What is required: Rewrite the listing below with "pigeon" changed to "dove" and every other part kept the same. Omit the pictures from your answer.

Material for this task:
• • •
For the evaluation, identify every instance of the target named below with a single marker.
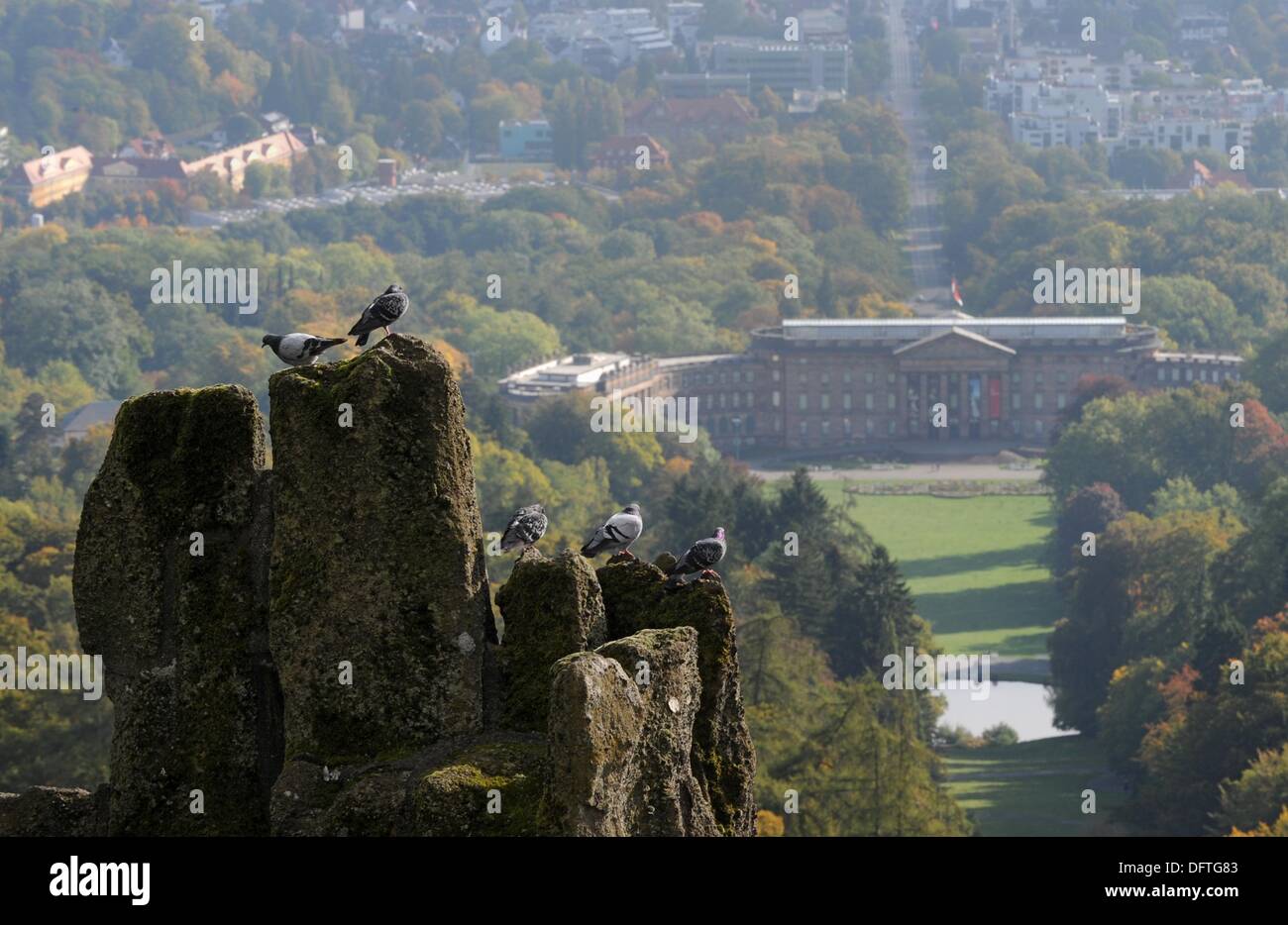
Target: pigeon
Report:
(385, 309)
(700, 557)
(527, 526)
(299, 350)
(617, 534)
• • •
Task answer:
For the evaluation, identify every instance of the target named below with a single marker.
Target: dove
Report:
(385, 309)
(700, 557)
(527, 526)
(299, 350)
(617, 534)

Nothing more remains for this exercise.